Items from a data source
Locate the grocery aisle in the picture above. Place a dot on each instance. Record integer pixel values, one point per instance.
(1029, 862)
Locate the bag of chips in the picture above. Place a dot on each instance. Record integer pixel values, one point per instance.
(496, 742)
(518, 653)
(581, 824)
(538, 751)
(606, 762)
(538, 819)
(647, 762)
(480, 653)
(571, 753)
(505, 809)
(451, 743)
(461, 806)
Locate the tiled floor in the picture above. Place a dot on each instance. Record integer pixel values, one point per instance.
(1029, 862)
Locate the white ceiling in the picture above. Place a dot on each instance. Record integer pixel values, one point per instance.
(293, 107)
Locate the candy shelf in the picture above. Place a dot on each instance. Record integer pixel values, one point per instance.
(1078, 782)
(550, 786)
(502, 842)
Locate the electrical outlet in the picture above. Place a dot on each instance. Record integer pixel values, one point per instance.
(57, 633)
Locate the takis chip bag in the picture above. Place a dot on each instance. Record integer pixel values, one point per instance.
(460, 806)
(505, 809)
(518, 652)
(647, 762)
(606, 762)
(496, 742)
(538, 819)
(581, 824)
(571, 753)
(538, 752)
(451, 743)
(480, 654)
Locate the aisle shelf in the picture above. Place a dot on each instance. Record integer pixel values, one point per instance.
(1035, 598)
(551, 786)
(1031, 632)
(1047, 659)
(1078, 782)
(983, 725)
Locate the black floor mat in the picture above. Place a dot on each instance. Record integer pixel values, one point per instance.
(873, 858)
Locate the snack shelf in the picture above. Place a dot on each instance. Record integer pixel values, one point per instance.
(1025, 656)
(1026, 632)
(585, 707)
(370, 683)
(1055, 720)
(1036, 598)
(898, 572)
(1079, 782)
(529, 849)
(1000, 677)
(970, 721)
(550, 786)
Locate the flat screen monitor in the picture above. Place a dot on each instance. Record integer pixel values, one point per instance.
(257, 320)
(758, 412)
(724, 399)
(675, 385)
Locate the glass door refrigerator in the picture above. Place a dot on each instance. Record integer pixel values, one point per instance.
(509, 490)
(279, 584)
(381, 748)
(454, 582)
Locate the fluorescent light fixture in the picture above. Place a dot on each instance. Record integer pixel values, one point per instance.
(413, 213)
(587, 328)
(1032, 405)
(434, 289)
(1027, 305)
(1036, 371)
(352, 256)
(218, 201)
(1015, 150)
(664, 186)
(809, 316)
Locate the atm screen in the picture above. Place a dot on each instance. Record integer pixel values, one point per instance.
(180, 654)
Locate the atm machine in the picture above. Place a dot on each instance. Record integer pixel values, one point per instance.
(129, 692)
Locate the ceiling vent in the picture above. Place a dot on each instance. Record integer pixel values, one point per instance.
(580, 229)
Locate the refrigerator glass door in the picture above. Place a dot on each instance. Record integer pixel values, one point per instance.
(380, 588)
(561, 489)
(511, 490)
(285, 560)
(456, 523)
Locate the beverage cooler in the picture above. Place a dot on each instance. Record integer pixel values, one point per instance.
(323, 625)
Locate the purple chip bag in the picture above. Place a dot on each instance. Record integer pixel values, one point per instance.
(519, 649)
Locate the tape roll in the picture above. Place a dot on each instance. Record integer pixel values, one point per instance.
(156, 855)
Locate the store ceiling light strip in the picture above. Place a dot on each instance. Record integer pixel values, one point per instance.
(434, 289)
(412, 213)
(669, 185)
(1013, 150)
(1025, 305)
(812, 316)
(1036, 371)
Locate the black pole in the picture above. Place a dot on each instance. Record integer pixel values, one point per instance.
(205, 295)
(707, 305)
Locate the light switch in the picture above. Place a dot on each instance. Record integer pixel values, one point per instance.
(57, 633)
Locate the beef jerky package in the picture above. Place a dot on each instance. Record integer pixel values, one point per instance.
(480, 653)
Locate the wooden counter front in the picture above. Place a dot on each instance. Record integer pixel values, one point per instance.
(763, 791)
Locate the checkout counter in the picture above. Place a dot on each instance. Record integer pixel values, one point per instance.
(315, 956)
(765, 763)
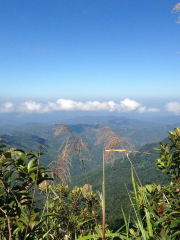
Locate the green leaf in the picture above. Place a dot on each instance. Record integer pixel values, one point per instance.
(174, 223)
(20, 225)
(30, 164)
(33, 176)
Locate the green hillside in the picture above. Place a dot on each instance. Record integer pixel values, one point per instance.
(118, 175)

==

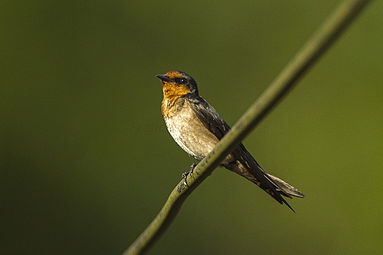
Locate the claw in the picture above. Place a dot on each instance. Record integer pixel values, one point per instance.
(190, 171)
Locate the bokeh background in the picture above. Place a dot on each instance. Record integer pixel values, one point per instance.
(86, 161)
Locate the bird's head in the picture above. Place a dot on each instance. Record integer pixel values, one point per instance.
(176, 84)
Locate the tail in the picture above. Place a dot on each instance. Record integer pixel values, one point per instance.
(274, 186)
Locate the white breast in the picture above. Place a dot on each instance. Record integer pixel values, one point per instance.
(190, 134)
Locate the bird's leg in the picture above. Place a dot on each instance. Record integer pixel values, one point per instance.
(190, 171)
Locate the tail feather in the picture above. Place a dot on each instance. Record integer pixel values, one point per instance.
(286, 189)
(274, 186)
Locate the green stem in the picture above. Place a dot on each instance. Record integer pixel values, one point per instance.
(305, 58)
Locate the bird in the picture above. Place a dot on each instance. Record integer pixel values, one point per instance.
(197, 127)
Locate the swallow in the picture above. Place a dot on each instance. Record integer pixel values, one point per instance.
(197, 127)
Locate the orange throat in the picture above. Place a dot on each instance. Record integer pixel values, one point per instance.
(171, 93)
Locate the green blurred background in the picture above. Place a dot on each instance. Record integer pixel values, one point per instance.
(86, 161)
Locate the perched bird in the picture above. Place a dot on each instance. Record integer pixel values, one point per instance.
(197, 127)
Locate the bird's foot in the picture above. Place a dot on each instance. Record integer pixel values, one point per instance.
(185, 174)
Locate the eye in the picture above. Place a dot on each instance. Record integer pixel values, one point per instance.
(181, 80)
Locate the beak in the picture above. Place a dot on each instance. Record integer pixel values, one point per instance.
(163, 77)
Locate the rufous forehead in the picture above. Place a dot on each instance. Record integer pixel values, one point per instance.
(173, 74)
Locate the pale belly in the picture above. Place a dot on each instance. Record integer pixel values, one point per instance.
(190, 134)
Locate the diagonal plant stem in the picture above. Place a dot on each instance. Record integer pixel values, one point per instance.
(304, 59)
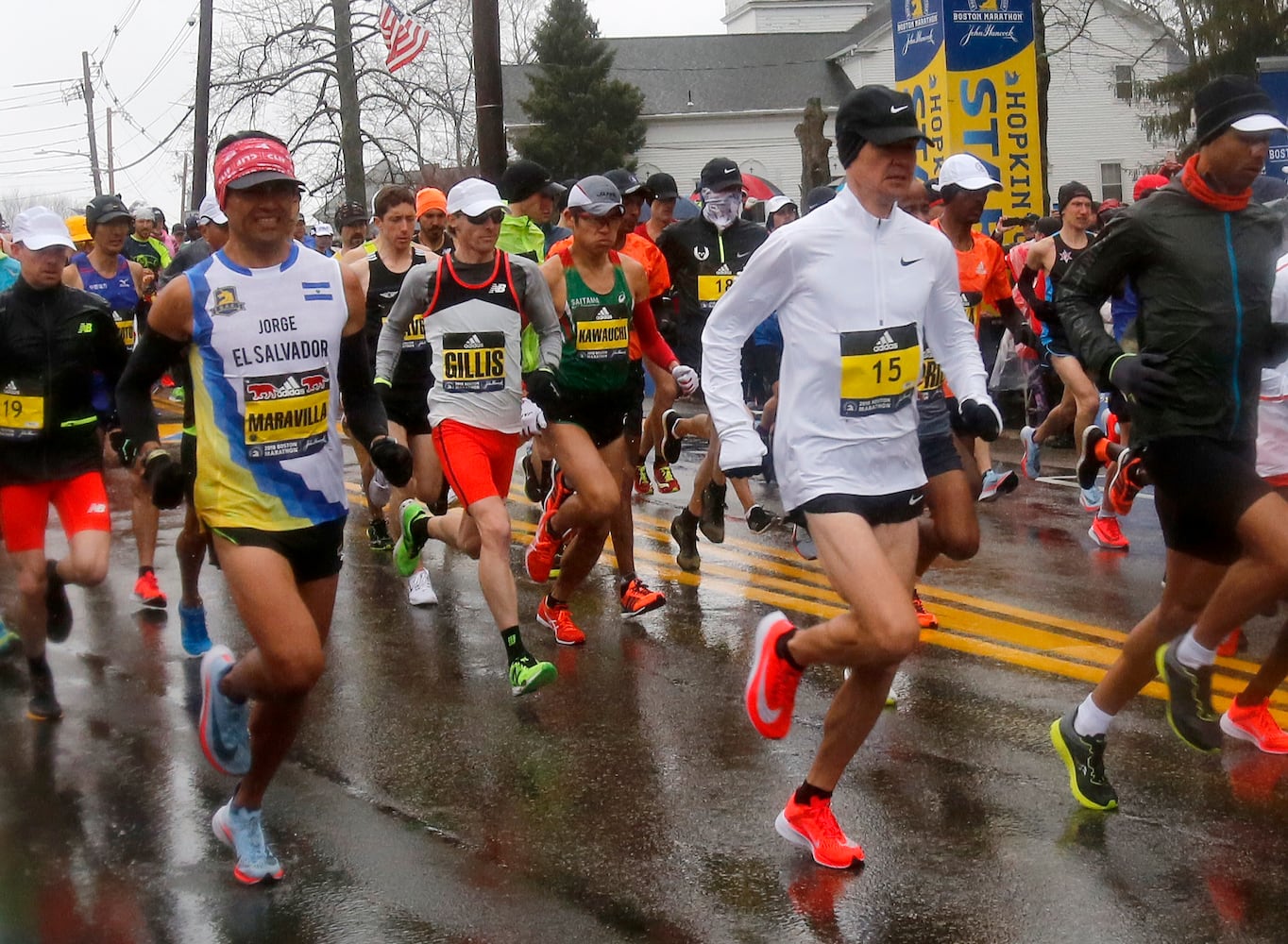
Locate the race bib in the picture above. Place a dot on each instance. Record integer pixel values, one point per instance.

* INSTRUCTIONS FOR THE TASK: Find the line with "Locate the bird's foot" in the data above, and from there retype each line exactly through the line with "Locate the race", skipping the pictures along the way.

* ANSWER TO THIS PROBLEM:
Locate the bird's foot in the picture above. Place a dot on each instance. Record integer pixel values, one point per instance.
(185, 174)
Locate the eye in the picture above. Place a dot on each instance. Record integer pixel values, one point per instance.
(181, 80)
Locate the beak in the picture above. Place a dot on each instance. Record integer pixel values, one point per instance.
(163, 77)
Locate the rufous forehead in the picture above. Place a dot on each instance. Record integer pixel values, one point per instance.
(173, 74)
Locate the pale belly in the picture above. Place a dot on each instance. Record integer pixel values, one point per instance.
(190, 134)
Locate the diagonal plant stem in the picture above. Place a dot on each instance. Record integer pixel values, one point per instance.
(304, 59)
Locate the race bib in the picture above. Place a dot on each instance. Record integer pixel values, one point per instance.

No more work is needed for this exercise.